▶ **VORGEGEBENER TEXT**:
--------

Baurecht

Aufgrund fehlender Planungskonzeption erfolgreicher Eilantrag im Normenkontrollverfahren gegen eine Veränderungssperre

Aktenzeichen  1 NE 21.1156

Datum:
14.1.2022
Rechtsgebiet:
Fundstelle:
BeckRS – 2022, 951
Gerichtsart:
VGH
Gerichtsort:
München
Rechtsweg:
Verwaltungsgerichtsbarkeit
Normen:
VwGO § 47 Abs. 6
BauGB § 14 Abs. 1

 

Leitsatz

Die Anforderungen, die im Zeitpunkt des Erlasses einer Veränderungssperre an die Konkretisierung der planerischen Vorstellungen der Gemeinde zu stellen sind, sind zwar mit Rücksicht auf die gemeindliche Planungshoheit denkbar gering. Allerdings muss sich ein Mindestmaß dessen erkennen lassen, was Gegenstand und Inhalt des zu erwartenden Bebauungsplans bzw. der zu erwartenden Bebauungsplanänderung ist und welchen Inhalt die neue Planung haben soll. Die Gemeinde muss bereits positive planerische Vorstellungen über den Inhalt des Bebauungsplans so weit entwickelt haben, dass diese geeignet sind, die Entscheidung der Genehmigungsbehörde über die Vereinbarkeit eines Vorhabens mit der beabsichtigten Planung zu steuern. (Rn. 15) (redaktioneller Leitsatz)

Tenor

I. Die Veränderungssperre für den Geltungsbereich des in Aufstellung befindlichen Bebauungsplans „A.“ der Antragsgegnerin, bekannt gemacht am 17. September 2020, wird bis zur Entscheidung über den Normenkontrollantrag in der Hauptsache außer Kraft gesetzt.
II. Die Antragsgegnerin trägt die Kosten des Verfahrens.
III. Der Streitwert wird auf 7.500 Euro festgesetzt.

Gründe

I.
Die Antragstellerin wendet sich gegen die von der Antragsgegnerin am 10. September 2020 beschlossene und am 17. September 2020 bekanntgemachte Veränderungssperre.

--------

▶ **ROHDATEN**:
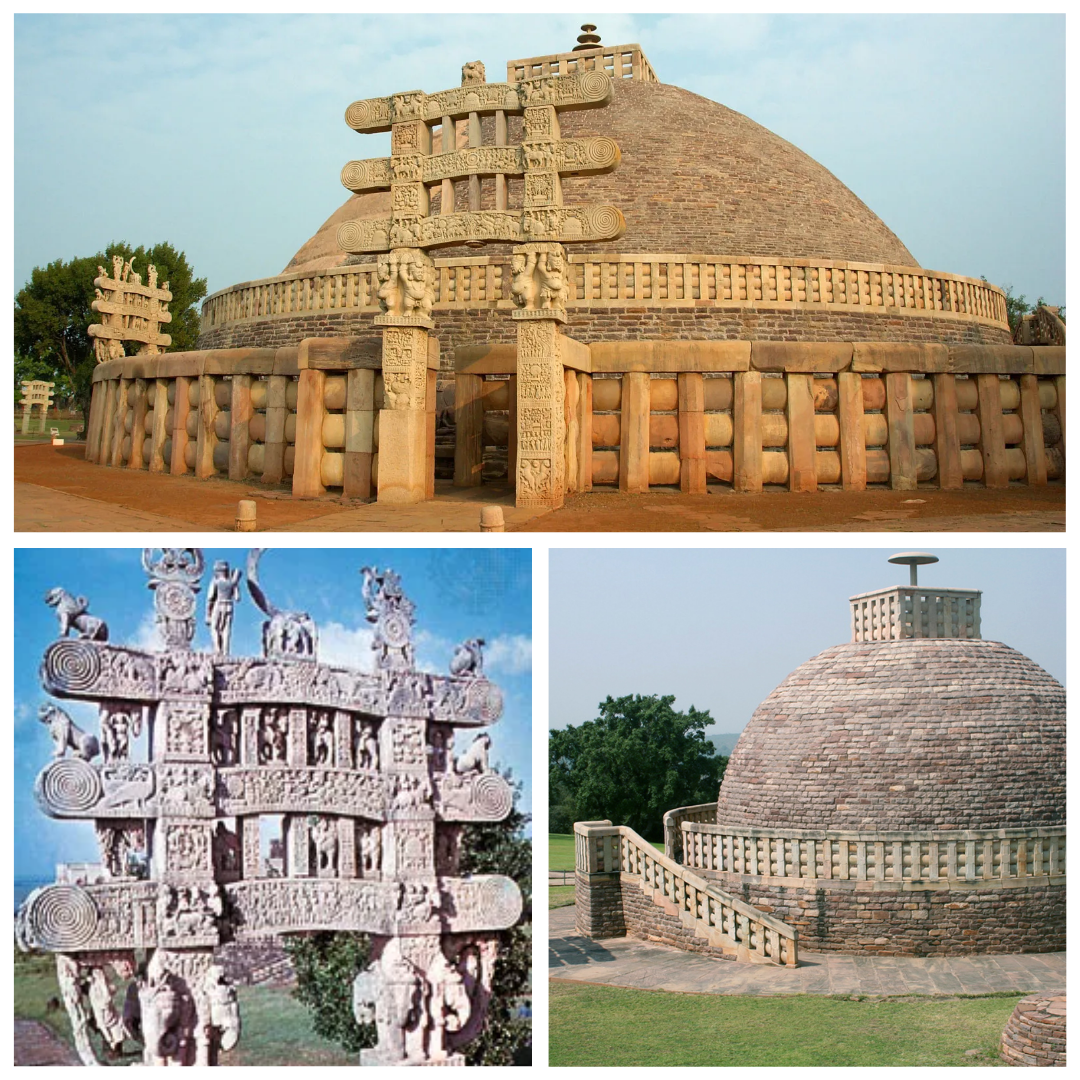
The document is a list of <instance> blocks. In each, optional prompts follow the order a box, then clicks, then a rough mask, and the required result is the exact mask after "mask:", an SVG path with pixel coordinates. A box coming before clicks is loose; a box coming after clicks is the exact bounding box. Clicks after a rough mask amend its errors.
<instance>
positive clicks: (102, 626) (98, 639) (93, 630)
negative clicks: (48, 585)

--------

▶ **AUFGABE**: Geben Sie aus dem Text zur Veränderungssperre alles von „I. Die Veränderungssperre“ bis hinunter zu „außer Kraft gesetzt.“ wortgetreu wieder. Die Auflistung wird für die Bearbeitung nicht benötigt.

▶ **SCHRIFTLICHE LÖSUNG**:
I. Die Veränderungssperre für den Geltungsbereich des in Aufstellung befindlichen Bebauungsplans „A.“ der Antragsgegnerin, bekannt gemacht am 17. September 2020, wird bis zur Entscheidung über den Normenkontrollantrag in der Hauptsache außer Kraft gesetzt.